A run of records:
* * * *

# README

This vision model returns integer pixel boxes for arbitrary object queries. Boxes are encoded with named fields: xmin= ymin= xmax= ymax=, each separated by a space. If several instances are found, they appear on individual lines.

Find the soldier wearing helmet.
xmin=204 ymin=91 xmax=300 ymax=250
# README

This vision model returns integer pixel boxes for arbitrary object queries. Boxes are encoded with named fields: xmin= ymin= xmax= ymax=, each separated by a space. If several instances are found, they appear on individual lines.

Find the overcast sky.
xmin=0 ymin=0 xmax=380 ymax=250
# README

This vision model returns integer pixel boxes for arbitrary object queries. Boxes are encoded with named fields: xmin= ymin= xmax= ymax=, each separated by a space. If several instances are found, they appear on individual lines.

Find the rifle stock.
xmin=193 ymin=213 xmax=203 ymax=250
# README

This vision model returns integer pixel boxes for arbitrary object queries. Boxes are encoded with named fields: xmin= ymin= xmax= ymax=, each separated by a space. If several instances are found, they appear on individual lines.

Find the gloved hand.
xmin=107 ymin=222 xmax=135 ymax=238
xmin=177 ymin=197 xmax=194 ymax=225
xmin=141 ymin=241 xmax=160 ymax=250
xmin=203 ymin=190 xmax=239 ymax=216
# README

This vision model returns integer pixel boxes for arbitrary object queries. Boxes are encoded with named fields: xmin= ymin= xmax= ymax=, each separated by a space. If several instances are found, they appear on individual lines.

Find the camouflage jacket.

* * * *

Output the lines of the material above as a JSON list of strings, one string per line, leaving out blank lines.

[
  "# README",
  "This vision model returns integer pixel boxes for arbitrary object queries. Boxes are encoded with named fields: xmin= ymin= xmax= ymax=, each separated by a space. If several instances are found, they appear on individual lines.",
  "Find the soldier wearing helmet.",
  "xmin=204 ymin=91 xmax=300 ymax=250",
  "# README",
  "This vision model returns integer pixel boxes for arbitrary object queries. Boxes are encoded with named fields: xmin= ymin= xmax= ymax=, each separated by a space. If several instances are found, they appear on individual lines.",
  "Find the overcast sky.",
  "xmin=0 ymin=0 xmax=380 ymax=250",
  "# README",
  "This vision model returns integer pixel boxes for arbitrary object queries. Boxes are encoded with named fields: xmin= ymin= xmax= ymax=, each separated by a space. If several instances are found, they appear on individual lines.",
  "Find the rifle stock.",
  "xmin=193 ymin=213 xmax=203 ymax=250",
  "# README",
  "This vision model returns integer pixel boxes for arbitrary object queries. Boxes are encoded with named fields: xmin= ymin= xmax= ymax=, each separated by a space. If several instances are found, they appear on individual lines.",
  "Find the gloved hand.",
  "xmin=107 ymin=222 xmax=135 ymax=238",
  "xmin=177 ymin=197 xmax=194 ymax=225",
  "xmin=141 ymin=241 xmax=160 ymax=250",
  "xmin=203 ymin=190 xmax=239 ymax=216",
  "# README",
  "This vision model returns integer pixel boxes for arbitrary object queries. Boxes are encoded with named fields: xmin= ymin= xmax= ymax=, each separated by a space. If several instances are found, they appear on individual lines.",
  "Find the camouflage jacket."
]